- Page extract:
Devil's Advocate said:


> Many of the problems people associate with electric cars can also be attributed to more conventional products. For instance cobalt is consumed in far greater amounts when refining fossil fuels for use with combustion engines and lithium batteries are used in millions of other products that suffer no meaningful criticism. Unlike the entrenched combustion engine industry electric vehicle manufacturers are working toward cobalt-free designs in future models. Modern electric vehicle batteries are designed to last around a decade with a 20% total power loss and be recycled en masse thereafter while most other lithium batteries degrade much faster and are quietly tossed in the trash without so much as a peep.


We don't criticize the general use of lithium ion batteries more from an "out of sight, out of mind" perspective. The sad truth is we don't recycle rechargable batteries at scale, so they aren't designed to be recycled as well as they should be. Companies in the last few years have started thinking about what to do with all the all the batteries, but that's no guarantee there won't be multiple methods of designing and recycling batteries that are functionally the same, but slightly different just to cause problems. And this as a problem runs up against our inability to think about things in the long term.


----------



## Asher

willem said:


> I can see (or would that be hear) your point of view. However, would you agree that electric cars need to make more noise so people with a hearing impairment know they are there?


It's not only people with a hearing impairment that may have a problem, the blind also use crosswalks and have a dependency on hearing a vehicle.


----------



## Qapla

In most of the articles I read - the people who complained the most were not the impaired ... it was those with electronic devices


----------



## me_little_me

Bob Dylan said:


> A friend of mine had the regular 12 Volt Battery die in her 2017 Prius,.
> 
> The Service Manager @ the Toyota Dealer where she bought it, told her under no circumstances try to "jump" start the car.
> 
> It had to be towed to the dealer ( covered by AAA)and a New 84 Month " Prius 12 Volt Battery" ( her Warranty didn't cover this) plus reprogramming her Smart Key cost her $389!!!
> 
> Sounds excessive to me, does anyone with a Prius have any info on this???


Pure garbage from the dealer! The 12V battery is simply an AGM one that even the AAA will "jump" for you. The difference is, you don't jumpstart the car, you give the battery enough of a charge to turn on the computer which then brings up the 250V battery which starts the car and recharges the 12V battery fully.

I have "jumpstarted" both my hybrids multiple times when they ran down because I left something on (12V battery powers lights, other electrical stuff) and 250V battery said it had to protect itself so it would no longer keep charging a battery that, until the issue was fixed, would keep draining.

I haven't checked the Prius charging but the Camry Hybrid can be encouraged to give the 12V battery enough of a charge from the 250V one in most cases by following a technique described in the manual.

When my 12 y/o Camry 12V battery died in May (had a dead cell), it was 12 years old. The 8/yo Prius is still going strong.

In no case (even when changing the Camry battery) did I have to reprogram the keys.

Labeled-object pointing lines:
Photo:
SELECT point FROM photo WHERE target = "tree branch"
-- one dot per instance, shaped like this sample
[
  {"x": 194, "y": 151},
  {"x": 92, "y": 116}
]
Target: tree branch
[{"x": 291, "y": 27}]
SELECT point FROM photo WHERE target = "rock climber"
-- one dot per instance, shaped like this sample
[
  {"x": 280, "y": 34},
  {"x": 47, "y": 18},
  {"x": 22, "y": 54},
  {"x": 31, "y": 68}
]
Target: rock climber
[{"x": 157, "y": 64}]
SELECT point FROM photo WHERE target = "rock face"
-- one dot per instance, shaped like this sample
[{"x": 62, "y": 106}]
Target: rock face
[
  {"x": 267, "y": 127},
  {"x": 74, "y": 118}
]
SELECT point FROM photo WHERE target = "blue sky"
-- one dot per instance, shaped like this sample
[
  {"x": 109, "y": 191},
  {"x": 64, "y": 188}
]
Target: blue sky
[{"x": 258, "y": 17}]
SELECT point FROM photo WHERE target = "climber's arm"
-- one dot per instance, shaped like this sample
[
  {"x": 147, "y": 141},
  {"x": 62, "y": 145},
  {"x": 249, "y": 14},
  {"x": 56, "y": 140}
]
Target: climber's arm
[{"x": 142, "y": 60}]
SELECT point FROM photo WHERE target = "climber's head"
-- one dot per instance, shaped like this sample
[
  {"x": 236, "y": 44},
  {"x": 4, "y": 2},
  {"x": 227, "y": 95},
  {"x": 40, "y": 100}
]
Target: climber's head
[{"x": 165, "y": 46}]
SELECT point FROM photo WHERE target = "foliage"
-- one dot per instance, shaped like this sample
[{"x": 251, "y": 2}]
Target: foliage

- Problem set:
A. Please restate the paragraph of the electric car thread that begins "Pure garbage from the dealer!" as a short list of its main facts.
B. Write out everything in the electric car thread from "We don't criticize" down to "they are there?".
C. Extend the electric car thread beyond its final sentence.

- Answers to the tasks:
A.
- The dealer's advice is called garbage.
- The 12V battery is an ordinary AGM battery that even AAA will "jump."
- You don't jumpstart the car. You give the battery enough charge to turn on the computer.
- The computer then brings up the 250V battery, which starts the car and fully recharges the 12V battery.

B.
We don't criticize the general use of lithium ion batteries more from an "out of sight, out of mind" perspective. The sad truth is we don't recycle rechargable batteries at scale, so they aren't designed to be recycled as well as they should be. Companies in the last few years have started thinking about what to do with all the all the batteries, but that's no guarantee there won't be multiple methods of designing and recycling batteries that are functionally the same, but slightly different just to cause problems. And this as a problem runs up against our inability to think about things in the long term.


----------



## Asher

willem said:


> I can see (or would that be hear) your point of view. However, would you agree that electric cars need to make more noise so people with a hearing impairment know they are there?

C.
While the dealers charge a lot of money for their 12V batteries for the hybrids, they are still not cheap. A good AGM battery (I used Optima, considered top of the line) is $150+ and one with a vent tube (needed if battery is in enclosed place like trunk or passenger compartment) is at the high end. AGMs are sealed and can't spill acid but if overcharged, need a vent to avoid exploding. By the way, the charged battery was shipped to me via Priority Mail and was in every imaginable position in shipment, I am sure. It was on its side when dropped off at my front door.

Most times, even when "discharged", the system has enough oomph to keep the critical things alive such as key programming. And if the system is put on a temporary (very small one needed) 12V battery to keep up that life while changing the regular battery out, there should be less of a problem. I didn't bother as I didn't have a battery to plug into the cigarette lighter port (the typical way to keep 12V alive) and had no problem. I didn't even have to "reprogram" the tire pressure monitors. Everything came up fine.

It is really important for hybrid car owners to read their owner's manual closely as the car, having a 250V battery in addition to the 12V one, often has techniques to recover from a "dead" 12V battery or fob battery. More important is to read the forums which have outstanding information about their car even if one never plans to to do the work themselves. I rarely do things myself. However, when I found out in a forum a few years after buying it that my old Camry could be retrofitted with an "intergrated" (in existing NAV system) backup camera, I ordered the camera, downloaded the detailed (with color pictures) 12 page guide to installing it and took it to a local guy who did stereo installs. He said it was the easiest, best guide he'd seen and his charge was a lot less than if he had to start from ground zero.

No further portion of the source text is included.